### Work to complete:
Reproduce every one of the records below verbatim, omitting the pictures.

### Information given:
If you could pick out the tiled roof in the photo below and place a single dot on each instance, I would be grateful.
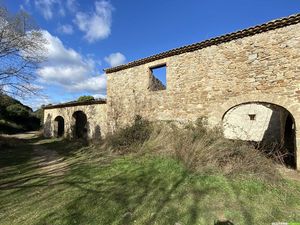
(272, 25)
(75, 103)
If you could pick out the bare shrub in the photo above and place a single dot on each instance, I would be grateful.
(198, 147)
(205, 150)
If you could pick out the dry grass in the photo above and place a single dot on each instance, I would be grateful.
(199, 148)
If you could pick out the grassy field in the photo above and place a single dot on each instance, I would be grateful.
(60, 182)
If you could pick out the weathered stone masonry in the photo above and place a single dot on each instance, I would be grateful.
(94, 127)
(251, 74)
(258, 65)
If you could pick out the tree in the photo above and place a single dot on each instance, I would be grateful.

### Answer to the exercise:
If you could pick out the tiled roof in the photo below and place a single dot on each instance, I would be grateful.
(272, 25)
(75, 103)
If you could pick out the bare shrub in the photo above and place a single dot on each instance, I would be grateful.
(198, 147)
(205, 150)
If you could pick out the dry grass in the photo above and place a single dot on each instance, I would be grateful.
(199, 148)
If you could pick out the grassy field in the photo above and place a single dot on each instance, I would be grateful.
(60, 182)
If you could pick out the weathered stone masonry in the photo above and place a single dot on each instance, I would be grateful.
(94, 127)
(251, 74)
(258, 65)
If you could pick out the tree in the photo above and place a single dot on each instance, I would be grateful.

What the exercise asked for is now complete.